[Dataset entries]

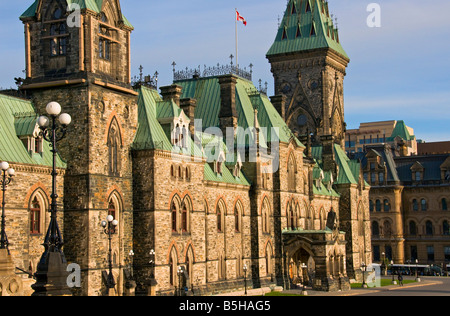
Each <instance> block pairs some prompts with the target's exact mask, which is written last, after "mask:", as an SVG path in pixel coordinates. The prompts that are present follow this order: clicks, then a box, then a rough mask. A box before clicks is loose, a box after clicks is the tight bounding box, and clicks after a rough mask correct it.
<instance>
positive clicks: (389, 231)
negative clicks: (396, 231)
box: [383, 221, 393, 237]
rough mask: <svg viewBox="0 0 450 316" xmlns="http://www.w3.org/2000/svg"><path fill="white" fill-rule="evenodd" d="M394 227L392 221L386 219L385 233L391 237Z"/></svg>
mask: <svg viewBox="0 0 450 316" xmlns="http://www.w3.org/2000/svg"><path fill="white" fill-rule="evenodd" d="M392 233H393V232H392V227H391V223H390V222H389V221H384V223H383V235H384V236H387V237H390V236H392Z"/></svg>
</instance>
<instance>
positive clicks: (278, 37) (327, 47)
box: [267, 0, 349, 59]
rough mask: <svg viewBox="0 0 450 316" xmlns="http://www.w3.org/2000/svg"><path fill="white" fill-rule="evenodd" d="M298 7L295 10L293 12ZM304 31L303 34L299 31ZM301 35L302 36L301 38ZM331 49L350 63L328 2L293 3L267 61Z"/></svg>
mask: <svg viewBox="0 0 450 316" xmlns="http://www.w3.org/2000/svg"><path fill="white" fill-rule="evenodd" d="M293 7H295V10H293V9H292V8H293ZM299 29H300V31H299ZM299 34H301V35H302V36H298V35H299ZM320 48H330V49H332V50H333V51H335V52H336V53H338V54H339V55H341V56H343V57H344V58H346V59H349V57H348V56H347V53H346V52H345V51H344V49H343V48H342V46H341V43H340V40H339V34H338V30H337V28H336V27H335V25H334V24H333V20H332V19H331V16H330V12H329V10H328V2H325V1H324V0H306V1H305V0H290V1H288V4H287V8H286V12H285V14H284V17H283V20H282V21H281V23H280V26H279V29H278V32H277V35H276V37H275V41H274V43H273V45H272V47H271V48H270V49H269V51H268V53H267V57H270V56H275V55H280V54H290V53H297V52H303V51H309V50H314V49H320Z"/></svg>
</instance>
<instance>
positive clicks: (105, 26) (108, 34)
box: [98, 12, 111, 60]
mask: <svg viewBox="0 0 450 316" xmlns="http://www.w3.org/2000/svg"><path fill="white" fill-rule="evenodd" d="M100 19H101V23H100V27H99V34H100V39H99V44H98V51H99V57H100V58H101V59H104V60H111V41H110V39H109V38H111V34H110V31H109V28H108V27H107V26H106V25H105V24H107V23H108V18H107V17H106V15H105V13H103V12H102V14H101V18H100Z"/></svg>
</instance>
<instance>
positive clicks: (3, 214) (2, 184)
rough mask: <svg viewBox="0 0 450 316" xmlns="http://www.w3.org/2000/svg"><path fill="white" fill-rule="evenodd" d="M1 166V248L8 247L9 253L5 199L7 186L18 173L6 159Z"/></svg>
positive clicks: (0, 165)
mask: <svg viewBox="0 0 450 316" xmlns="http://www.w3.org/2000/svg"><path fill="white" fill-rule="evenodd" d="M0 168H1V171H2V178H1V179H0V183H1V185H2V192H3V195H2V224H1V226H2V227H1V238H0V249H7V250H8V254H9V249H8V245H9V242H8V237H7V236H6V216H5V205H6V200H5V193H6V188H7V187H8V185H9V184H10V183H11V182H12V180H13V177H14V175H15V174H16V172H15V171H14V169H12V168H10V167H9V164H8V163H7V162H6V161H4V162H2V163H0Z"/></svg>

...

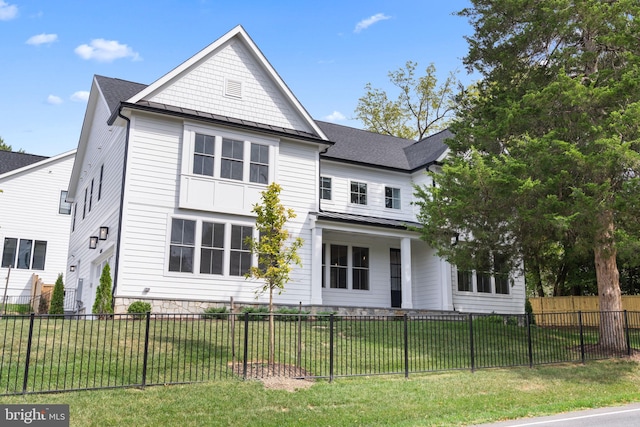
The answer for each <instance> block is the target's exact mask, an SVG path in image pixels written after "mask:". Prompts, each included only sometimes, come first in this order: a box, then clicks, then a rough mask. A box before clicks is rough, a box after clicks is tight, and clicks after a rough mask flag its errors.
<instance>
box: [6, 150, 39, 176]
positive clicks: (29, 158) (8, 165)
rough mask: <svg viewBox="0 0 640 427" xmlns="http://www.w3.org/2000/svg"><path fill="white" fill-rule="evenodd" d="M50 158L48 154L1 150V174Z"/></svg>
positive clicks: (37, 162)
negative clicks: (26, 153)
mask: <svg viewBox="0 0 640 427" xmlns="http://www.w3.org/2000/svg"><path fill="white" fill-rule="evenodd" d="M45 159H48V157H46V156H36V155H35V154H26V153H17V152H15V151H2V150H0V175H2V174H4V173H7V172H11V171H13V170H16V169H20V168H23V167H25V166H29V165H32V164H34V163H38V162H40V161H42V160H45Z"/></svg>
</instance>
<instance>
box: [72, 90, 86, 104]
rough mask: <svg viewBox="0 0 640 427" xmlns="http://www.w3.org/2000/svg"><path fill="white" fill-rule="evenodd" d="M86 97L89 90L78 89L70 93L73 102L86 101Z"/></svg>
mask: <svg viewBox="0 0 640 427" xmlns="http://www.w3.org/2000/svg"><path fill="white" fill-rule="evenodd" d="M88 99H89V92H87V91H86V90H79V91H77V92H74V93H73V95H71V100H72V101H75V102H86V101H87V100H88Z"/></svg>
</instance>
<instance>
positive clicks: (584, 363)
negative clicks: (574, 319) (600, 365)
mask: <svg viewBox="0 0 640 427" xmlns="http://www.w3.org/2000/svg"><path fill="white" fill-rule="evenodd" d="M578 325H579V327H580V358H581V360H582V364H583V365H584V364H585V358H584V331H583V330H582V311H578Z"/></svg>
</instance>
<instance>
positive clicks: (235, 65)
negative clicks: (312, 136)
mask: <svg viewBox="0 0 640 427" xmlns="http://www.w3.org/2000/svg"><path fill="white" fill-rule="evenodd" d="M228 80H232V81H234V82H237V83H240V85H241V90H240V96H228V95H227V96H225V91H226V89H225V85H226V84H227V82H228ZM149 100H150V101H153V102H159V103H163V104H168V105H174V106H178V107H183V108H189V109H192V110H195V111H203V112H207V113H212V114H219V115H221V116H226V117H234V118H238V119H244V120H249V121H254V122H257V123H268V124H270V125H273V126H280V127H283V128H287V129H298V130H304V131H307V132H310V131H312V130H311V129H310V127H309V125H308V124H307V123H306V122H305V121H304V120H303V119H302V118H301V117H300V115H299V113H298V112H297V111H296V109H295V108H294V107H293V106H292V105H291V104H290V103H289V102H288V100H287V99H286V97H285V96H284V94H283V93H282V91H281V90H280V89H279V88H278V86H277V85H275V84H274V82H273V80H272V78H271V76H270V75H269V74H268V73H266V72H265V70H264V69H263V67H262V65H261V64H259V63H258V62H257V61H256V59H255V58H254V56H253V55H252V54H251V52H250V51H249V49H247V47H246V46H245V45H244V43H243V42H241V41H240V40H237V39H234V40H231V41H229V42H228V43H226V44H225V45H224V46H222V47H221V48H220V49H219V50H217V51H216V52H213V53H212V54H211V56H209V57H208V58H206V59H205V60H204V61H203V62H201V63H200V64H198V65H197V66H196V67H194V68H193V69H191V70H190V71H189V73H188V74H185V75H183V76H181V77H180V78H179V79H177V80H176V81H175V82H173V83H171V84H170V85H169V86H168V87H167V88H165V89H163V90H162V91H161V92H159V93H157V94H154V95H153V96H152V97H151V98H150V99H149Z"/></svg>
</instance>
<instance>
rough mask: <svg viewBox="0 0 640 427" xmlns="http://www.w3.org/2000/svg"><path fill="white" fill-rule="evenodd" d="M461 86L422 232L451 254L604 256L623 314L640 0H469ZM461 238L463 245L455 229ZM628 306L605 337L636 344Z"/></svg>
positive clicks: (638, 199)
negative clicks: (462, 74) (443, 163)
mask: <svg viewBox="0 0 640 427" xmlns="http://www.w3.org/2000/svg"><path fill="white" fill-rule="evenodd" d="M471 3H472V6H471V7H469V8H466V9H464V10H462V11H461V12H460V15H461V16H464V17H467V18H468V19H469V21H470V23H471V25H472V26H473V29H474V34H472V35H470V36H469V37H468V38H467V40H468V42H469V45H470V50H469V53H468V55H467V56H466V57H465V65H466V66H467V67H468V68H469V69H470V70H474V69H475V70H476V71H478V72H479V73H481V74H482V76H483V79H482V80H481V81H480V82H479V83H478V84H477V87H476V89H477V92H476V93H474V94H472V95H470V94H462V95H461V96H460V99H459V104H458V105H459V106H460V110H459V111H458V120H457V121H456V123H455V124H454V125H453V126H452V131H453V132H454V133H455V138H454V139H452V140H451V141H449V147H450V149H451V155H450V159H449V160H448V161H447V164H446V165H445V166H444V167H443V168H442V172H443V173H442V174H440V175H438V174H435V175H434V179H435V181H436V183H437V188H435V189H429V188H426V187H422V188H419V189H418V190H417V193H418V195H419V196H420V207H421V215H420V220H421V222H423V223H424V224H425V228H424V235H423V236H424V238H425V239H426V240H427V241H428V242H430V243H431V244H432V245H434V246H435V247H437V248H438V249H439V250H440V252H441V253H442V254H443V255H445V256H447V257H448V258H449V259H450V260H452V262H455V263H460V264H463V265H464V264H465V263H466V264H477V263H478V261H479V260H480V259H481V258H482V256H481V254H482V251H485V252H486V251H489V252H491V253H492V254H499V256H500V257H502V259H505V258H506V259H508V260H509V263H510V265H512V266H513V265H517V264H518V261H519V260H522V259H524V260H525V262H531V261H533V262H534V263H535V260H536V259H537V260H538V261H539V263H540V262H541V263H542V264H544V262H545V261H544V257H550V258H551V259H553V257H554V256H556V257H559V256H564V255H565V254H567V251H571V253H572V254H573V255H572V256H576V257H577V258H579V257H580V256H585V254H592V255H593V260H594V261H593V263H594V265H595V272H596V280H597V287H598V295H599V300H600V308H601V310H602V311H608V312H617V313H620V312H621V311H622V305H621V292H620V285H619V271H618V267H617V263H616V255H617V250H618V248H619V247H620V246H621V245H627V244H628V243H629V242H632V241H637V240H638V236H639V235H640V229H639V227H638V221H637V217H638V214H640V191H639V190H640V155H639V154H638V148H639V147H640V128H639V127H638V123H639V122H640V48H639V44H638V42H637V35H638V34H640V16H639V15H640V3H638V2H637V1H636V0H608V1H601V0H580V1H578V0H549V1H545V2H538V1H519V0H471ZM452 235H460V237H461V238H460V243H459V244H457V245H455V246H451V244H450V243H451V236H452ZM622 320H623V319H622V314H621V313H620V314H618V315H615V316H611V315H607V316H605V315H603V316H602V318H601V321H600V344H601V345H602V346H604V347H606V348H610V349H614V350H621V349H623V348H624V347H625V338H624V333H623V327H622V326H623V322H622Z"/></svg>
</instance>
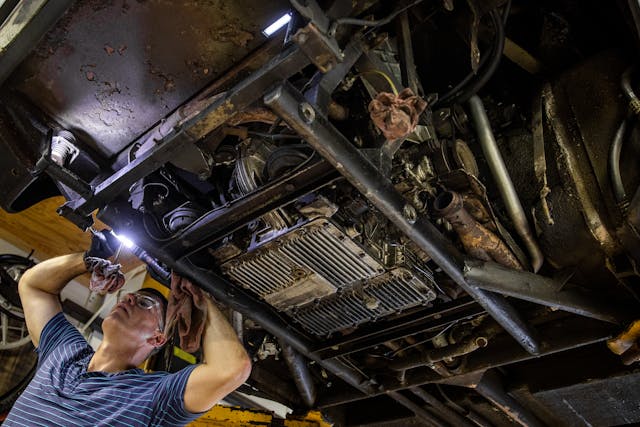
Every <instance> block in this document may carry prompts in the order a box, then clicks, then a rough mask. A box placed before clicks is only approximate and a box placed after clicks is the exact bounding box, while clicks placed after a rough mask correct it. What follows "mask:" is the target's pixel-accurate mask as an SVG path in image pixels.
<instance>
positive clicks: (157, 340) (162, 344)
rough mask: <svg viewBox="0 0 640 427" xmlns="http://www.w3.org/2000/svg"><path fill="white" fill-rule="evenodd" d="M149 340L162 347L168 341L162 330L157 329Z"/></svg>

■ Aim of the task ■
Extract each line of the entries above that contains the string "positive". Only lines where the letter case matches count.

■ Solution to this exercise ■
positive clicks: (389, 231)
positive clicks: (278, 37) (327, 47)
positive clicks: (105, 26) (108, 34)
positive clicks: (3, 214) (2, 184)
positive clicks: (0, 165)
positive clicks: (29, 158) (8, 165)
positive clicks: (37, 162)
positive clicks: (584, 363)
positive clicks: (235, 65)
positive clicks: (638, 199)
positive clicks: (157, 340) (162, 344)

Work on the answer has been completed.